Copy the lines of the data verbatim, starting at the line that contains "segment: polka dot blouse" and continuing through the final line of the data, with both ends included.
>> start Data to process
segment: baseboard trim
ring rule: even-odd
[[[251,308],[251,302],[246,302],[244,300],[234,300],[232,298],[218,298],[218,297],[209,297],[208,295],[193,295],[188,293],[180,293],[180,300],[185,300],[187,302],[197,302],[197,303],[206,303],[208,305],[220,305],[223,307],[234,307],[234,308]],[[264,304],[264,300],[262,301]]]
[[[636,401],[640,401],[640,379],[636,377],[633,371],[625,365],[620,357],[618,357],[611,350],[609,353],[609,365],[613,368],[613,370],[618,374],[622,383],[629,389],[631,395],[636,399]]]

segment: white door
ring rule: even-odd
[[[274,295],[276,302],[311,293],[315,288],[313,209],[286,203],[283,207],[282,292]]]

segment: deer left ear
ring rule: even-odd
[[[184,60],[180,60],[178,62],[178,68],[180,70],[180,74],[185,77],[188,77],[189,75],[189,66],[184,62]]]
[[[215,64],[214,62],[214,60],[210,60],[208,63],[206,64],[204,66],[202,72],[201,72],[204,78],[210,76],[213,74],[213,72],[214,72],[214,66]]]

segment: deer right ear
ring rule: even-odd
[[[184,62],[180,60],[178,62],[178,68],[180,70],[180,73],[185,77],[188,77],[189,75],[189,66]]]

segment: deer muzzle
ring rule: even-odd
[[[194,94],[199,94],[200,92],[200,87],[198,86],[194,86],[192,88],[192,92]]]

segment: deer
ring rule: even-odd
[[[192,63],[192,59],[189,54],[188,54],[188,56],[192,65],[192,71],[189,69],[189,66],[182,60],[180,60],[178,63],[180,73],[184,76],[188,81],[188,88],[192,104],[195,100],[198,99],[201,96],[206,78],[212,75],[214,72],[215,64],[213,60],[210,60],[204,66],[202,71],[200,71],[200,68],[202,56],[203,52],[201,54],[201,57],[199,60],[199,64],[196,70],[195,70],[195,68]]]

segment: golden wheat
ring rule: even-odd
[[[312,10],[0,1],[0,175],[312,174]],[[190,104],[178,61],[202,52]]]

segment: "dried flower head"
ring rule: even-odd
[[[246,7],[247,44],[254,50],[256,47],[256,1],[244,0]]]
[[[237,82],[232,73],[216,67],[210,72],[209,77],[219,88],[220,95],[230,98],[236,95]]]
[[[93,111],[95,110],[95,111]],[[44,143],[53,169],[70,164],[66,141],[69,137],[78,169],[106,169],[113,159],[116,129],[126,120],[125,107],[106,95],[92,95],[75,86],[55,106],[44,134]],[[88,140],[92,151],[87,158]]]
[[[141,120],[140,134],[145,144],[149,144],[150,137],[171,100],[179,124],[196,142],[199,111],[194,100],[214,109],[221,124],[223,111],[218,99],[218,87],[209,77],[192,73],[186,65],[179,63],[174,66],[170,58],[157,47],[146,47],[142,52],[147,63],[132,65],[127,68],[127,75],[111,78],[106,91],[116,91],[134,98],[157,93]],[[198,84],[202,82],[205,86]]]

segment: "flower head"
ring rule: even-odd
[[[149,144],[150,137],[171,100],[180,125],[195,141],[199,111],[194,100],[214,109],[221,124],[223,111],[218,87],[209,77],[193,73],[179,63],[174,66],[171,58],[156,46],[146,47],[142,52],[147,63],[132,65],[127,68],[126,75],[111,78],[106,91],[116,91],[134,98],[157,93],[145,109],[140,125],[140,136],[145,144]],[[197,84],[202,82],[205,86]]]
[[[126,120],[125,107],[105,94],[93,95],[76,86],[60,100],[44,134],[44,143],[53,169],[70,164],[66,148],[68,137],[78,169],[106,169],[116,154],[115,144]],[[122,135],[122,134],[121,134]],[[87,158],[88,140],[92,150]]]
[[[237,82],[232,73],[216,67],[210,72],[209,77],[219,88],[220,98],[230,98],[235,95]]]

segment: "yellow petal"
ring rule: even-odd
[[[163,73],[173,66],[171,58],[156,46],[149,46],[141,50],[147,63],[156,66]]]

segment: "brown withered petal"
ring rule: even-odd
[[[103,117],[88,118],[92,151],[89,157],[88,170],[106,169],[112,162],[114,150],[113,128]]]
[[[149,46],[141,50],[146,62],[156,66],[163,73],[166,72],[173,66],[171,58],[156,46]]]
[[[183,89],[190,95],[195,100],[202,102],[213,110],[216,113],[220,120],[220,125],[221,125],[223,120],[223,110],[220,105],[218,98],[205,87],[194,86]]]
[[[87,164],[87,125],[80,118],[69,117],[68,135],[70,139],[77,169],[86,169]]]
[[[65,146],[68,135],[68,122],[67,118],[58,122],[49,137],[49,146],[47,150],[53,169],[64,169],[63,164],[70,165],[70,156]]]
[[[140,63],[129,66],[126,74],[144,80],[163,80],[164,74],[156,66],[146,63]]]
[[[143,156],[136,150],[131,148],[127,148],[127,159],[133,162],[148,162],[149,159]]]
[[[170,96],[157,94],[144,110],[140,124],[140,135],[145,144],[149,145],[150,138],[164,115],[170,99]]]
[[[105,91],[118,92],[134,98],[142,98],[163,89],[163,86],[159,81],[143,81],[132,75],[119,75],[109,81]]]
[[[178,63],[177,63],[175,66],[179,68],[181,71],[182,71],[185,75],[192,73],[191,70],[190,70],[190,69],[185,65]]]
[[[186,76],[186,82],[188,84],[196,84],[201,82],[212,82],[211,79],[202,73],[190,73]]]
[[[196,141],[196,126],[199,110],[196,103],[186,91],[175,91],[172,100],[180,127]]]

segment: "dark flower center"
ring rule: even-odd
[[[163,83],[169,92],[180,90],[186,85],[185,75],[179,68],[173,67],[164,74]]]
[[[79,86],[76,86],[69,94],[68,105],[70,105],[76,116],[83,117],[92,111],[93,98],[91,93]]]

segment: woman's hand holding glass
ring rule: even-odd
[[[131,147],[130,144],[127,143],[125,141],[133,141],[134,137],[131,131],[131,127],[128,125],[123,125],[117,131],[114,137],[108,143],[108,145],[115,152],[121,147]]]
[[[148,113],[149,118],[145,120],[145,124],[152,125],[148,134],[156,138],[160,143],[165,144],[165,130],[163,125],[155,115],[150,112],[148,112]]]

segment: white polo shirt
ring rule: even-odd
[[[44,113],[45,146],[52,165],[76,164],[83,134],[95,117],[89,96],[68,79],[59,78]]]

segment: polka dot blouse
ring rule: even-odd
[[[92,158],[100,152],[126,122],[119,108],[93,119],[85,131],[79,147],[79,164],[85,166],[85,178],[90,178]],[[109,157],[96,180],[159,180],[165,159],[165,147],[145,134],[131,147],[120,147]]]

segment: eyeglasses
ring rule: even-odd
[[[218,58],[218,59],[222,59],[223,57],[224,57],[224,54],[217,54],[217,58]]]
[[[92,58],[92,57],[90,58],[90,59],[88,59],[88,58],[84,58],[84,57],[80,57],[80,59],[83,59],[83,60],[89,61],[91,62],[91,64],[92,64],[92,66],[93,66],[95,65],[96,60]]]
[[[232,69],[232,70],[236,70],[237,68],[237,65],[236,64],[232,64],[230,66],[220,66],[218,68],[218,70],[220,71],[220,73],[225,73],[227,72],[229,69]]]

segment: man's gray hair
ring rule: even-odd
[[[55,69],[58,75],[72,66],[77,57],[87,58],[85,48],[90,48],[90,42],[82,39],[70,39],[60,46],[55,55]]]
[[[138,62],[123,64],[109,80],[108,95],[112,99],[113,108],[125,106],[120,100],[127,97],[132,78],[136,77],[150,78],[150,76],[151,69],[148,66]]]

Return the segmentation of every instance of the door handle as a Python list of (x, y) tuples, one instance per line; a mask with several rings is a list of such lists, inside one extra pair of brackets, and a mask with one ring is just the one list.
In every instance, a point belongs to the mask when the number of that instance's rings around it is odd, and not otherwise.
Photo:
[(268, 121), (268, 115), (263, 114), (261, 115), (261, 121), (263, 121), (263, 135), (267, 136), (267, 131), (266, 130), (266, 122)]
>> end Data to process
## Solved exercise
segment: polka dot blouse
ring rule: even-odd
[[[92,158],[100,152],[126,122],[119,108],[93,119],[85,131],[79,147],[79,164],[85,166],[85,178],[90,178]],[[109,157],[96,180],[159,180],[165,159],[165,147],[145,134],[131,147],[120,147]]]

segment: eyeglasses
ring rule: even-odd
[[[218,58],[218,59],[222,59],[223,57],[224,57],[224,54],[217,54],[217,58]]]
[[[92,58],[92,57],[90,58],[90,59],[88,59],[88,58],[84,58],[84,57],[80,57],[80,59],[83,59],[83,60],[89,61],[91,62],[91,64],[92,64],[92,66],[93,66],[95,65],[96,60]]]
[[[232,69],[232,70],[236,70],[237,68],[237,65],[236,64],[232,64],[230,66],[220,66],[218,68],[218,70],[220,71],[220,73],[225,73],[227,72],[229,69]]]

segment: man's gray hair
ring rule: even-odd
[[[55,69],[58,75],[72,66],[77,57],[87,58],[85,48],[90,48],[90,42],[82,39],[70,39],[60,46],[55,55]]]
[[[138,62],[123,64],[109,80],[108,95],[112,99],[113,108],[125,106],[120,100],[127,97],[132,78],[136,77],[150,78],[150,76],[151,69],[148,66]]]

Return the segmentation of every instance of the door handle as a Python list of (x, y) tuples, one instance per line; a mask with several rings is a list of such lists, inside one extra pair of brackets, and a mask with one ring is just the one list.
In every instance, a point belongs to the mask when the number of that instance's rings around it is odd, and not otherwise.
Photo:
[(268, 121), (268, 115), (263, 114), (261, 115), (261, 121), (263, 121), (263, 135), (267, 136), (267, 131), (266, 130), (266, 122)]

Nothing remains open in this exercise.